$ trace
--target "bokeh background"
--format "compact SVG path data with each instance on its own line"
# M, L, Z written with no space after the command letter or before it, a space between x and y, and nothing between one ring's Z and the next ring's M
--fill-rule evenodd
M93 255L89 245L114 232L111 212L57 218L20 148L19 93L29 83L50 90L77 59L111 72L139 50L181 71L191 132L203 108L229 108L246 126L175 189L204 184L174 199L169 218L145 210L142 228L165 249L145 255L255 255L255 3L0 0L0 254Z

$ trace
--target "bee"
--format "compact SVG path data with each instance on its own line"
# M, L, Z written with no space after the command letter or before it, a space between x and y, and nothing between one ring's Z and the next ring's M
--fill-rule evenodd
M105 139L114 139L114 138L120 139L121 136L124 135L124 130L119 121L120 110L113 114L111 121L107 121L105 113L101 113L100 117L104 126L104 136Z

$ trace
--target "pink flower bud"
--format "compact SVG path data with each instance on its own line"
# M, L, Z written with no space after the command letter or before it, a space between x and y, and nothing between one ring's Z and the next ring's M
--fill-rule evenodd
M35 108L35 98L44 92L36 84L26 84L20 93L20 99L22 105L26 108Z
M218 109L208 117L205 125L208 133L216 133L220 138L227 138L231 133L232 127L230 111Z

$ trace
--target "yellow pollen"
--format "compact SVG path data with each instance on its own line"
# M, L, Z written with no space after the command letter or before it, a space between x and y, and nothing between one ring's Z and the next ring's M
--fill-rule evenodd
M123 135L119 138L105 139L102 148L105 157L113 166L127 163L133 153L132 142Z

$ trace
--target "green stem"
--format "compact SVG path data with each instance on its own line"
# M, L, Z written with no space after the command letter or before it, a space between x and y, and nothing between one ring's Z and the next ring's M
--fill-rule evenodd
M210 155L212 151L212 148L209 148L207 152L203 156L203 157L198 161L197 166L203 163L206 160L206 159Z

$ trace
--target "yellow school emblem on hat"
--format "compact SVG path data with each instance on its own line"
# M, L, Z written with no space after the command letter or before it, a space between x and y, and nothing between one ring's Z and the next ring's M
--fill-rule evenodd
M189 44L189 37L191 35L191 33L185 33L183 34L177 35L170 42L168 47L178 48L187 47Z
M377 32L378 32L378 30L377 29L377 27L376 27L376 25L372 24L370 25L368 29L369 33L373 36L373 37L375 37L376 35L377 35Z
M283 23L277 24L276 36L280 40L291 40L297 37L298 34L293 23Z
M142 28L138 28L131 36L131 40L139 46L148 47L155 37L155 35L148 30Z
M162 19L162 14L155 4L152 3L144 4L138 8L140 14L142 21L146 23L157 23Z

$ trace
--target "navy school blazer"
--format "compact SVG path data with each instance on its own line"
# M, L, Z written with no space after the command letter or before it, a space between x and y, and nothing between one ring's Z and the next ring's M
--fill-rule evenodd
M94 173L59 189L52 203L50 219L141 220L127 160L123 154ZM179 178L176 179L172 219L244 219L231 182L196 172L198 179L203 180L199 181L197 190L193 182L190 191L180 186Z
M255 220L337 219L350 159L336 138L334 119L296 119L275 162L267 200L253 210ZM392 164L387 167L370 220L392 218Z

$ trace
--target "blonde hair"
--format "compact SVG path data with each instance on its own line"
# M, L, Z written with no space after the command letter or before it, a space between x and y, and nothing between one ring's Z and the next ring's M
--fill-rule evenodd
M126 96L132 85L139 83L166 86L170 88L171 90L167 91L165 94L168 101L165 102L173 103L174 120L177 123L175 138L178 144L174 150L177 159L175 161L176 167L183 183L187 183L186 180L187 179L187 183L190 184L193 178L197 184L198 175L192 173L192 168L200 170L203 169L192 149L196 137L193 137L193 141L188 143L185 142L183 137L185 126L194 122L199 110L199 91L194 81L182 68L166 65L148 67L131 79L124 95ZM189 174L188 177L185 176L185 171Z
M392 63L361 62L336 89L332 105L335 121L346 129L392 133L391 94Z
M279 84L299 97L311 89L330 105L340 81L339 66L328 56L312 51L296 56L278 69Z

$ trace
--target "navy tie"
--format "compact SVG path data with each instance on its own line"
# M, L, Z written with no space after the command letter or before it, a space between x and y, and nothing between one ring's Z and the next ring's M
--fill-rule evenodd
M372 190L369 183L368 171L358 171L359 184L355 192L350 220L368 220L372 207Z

▬▬▬▬▬▬

Instructions for the task —
Gather every line above that contains the word "yellow".

Correct output —
--target "yellow pollen"
--target "yellow school emblem on hat"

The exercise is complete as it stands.